▶ EXERCISE
For the listing that follows, give again exactly the lines from the one with "Annotate man with" to the one with "Annotate black strip", including both.
== DATA
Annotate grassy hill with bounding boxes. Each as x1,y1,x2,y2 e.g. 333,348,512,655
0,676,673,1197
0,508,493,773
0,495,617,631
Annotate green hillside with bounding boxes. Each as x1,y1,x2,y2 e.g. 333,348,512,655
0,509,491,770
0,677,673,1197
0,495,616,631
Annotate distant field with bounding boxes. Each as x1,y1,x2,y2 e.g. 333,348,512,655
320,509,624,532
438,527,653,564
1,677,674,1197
====
== DATA
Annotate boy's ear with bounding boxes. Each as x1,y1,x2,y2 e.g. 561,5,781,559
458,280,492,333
====
== DATA
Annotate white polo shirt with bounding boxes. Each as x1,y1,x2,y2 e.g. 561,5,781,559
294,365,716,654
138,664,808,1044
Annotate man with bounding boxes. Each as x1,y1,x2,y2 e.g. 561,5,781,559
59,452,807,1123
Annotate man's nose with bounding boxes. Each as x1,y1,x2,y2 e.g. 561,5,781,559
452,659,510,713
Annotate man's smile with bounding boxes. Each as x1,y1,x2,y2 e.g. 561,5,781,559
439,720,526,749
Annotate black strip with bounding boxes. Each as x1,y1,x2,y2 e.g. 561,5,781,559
====
▶ ANSWER TO THE PROBLEM
Annotate man with bounding boxes. Each as x1,y1,x2,y2 e.g. 561,5,781,559
59,452,807,1123
Annotate man's nose with bounding boxes. Each as x1,y1,x2,y2 e.g. 561,5,781,559
452,659,510,713
Annotate man's smile with bounding boxes. Each as x1,y1,x2,y2 e.g. 561,5,781,559
439,720,526,749
Annotate black strip with bounding boxes. Each as x1,y1,x2,y2 e.g. 561,5,781,559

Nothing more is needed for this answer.